● GIVEN DATA:
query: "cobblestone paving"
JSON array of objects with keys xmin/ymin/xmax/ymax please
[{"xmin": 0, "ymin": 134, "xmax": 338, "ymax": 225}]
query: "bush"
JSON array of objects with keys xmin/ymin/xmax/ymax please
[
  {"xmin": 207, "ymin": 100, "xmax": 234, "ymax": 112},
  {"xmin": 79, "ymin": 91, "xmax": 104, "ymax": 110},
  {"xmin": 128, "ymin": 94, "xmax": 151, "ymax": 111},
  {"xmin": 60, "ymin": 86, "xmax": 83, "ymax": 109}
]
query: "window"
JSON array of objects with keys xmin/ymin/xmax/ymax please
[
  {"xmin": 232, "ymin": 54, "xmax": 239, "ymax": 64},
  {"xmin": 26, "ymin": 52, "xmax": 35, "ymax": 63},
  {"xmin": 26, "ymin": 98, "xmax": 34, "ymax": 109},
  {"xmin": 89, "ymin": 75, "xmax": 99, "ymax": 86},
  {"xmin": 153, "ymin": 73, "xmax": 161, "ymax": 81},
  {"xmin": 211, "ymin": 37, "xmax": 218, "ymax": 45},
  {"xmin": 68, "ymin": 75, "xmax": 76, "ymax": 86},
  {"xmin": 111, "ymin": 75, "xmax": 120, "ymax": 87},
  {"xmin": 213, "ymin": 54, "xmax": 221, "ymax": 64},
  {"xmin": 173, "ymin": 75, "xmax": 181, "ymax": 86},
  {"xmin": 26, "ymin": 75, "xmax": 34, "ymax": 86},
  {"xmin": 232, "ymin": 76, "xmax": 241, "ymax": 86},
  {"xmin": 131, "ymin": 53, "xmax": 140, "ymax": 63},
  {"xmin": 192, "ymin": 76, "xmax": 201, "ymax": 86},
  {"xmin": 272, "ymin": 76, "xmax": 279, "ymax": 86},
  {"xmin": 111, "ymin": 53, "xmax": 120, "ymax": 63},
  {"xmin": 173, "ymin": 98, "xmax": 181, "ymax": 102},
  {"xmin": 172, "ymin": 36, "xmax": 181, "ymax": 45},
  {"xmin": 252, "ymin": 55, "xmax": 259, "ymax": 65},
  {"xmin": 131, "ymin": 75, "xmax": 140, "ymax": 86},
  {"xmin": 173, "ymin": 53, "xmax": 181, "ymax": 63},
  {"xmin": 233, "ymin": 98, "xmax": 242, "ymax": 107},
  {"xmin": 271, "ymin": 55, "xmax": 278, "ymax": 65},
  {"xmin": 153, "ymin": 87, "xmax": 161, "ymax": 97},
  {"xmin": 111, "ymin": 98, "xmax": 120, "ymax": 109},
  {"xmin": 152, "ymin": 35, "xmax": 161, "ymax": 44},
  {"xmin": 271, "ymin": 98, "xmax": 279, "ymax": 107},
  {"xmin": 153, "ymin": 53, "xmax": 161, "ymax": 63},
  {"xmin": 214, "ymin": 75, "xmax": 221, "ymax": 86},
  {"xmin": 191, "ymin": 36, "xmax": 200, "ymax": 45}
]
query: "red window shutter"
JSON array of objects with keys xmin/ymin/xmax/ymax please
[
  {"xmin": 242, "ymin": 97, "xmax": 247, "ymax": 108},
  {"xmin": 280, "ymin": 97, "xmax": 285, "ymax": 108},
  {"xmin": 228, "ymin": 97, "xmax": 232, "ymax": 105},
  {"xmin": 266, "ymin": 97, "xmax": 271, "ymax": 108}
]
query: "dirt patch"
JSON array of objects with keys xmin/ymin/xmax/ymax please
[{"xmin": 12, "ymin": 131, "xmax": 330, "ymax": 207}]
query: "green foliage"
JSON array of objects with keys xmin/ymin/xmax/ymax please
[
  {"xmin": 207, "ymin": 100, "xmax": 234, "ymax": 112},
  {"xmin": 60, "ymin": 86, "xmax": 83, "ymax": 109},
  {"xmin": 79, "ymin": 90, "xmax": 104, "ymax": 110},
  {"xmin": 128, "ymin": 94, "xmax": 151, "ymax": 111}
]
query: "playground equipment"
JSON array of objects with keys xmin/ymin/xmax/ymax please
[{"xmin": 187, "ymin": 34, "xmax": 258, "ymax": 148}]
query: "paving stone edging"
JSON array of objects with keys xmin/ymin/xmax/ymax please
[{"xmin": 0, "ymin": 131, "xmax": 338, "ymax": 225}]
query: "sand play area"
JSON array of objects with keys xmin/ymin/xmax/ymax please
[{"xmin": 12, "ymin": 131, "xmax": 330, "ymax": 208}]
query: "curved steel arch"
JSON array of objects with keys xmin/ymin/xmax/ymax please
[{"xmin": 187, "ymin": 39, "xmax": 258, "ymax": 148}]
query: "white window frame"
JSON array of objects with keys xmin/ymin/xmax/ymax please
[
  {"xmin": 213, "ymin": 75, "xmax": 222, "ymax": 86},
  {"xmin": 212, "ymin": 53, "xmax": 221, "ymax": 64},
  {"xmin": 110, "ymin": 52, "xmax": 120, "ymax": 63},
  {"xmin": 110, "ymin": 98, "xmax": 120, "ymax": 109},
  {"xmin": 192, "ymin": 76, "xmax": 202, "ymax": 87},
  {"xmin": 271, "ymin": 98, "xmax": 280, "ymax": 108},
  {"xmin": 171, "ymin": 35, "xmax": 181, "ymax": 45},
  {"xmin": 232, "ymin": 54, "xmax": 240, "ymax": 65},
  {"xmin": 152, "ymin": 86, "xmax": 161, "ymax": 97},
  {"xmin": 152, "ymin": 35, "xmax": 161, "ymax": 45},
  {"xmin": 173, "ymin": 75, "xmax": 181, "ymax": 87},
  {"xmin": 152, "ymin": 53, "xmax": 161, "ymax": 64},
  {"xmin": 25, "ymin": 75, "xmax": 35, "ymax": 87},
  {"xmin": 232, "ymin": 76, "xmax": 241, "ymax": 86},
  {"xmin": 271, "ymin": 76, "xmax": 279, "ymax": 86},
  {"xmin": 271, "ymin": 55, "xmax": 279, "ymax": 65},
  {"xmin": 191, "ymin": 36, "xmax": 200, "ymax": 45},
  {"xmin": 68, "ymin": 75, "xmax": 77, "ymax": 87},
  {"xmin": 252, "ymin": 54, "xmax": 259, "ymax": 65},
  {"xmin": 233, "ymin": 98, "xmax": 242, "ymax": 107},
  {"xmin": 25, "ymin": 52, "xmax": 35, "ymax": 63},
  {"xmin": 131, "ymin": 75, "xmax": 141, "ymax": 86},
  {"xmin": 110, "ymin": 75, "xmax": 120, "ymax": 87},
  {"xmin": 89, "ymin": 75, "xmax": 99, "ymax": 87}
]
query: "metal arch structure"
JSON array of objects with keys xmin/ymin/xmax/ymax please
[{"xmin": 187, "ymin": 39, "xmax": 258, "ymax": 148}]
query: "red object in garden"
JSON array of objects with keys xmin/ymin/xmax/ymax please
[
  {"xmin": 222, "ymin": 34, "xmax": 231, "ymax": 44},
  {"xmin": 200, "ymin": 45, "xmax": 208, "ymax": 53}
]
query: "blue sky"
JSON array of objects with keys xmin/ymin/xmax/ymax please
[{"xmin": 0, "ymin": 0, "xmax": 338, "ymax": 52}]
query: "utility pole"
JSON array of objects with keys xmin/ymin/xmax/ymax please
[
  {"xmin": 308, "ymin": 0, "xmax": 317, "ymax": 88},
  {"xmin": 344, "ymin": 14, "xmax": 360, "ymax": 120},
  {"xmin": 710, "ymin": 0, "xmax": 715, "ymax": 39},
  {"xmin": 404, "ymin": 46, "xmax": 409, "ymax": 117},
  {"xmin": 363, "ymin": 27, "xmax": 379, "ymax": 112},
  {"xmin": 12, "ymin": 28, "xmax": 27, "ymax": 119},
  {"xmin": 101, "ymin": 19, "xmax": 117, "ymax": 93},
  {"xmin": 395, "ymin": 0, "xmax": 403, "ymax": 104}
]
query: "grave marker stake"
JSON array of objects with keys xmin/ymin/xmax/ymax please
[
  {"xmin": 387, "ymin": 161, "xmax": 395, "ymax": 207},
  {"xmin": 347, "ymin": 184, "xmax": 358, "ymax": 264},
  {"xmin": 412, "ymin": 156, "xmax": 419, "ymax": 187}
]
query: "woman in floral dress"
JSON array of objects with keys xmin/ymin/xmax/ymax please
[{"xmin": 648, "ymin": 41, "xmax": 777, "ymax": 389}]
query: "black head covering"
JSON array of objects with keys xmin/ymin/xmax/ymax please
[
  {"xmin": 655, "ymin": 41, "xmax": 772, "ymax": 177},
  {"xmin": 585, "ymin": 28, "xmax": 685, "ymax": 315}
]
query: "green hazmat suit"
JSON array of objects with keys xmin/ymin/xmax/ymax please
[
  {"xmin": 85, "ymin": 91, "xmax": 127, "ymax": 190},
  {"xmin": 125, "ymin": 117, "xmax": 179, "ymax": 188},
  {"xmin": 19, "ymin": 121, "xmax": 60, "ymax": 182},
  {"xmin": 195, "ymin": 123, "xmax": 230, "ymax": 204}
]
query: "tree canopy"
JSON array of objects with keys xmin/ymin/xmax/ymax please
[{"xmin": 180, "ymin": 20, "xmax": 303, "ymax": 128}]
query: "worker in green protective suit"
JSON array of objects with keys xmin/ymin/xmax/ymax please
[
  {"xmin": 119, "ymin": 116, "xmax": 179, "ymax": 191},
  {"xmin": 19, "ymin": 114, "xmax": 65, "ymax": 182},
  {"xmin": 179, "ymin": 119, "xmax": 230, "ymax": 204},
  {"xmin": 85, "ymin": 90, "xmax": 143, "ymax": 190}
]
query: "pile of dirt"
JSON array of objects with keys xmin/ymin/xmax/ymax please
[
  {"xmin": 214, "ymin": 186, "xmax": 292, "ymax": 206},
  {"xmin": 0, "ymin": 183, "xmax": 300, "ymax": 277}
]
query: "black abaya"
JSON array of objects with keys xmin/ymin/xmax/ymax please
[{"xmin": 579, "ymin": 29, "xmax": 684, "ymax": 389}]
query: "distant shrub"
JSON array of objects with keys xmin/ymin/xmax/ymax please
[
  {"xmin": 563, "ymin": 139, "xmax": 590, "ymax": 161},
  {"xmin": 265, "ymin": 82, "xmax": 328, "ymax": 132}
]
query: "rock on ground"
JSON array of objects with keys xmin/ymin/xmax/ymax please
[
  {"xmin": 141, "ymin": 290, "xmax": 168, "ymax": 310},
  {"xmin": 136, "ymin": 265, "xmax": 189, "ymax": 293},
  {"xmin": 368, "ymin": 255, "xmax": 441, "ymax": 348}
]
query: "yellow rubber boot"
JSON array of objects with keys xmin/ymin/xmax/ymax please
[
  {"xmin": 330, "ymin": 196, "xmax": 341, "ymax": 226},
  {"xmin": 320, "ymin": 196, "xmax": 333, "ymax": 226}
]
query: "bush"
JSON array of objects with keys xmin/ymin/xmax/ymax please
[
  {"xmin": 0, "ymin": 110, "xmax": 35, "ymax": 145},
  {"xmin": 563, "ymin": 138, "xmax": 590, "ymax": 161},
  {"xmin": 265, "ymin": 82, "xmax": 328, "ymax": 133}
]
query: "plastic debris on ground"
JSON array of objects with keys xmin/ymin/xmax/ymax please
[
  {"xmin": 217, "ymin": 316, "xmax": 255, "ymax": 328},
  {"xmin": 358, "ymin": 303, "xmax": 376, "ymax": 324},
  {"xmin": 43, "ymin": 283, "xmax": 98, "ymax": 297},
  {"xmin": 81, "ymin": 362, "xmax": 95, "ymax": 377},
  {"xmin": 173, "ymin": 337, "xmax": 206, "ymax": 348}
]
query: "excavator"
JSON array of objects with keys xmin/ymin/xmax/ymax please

● PROBLEM TO WORK ON:
Pick out every line above that contains the word "black" and copy each one.

● ANSWER TO THE EXERCISE:
query: "black head covering"
query: "black abaya"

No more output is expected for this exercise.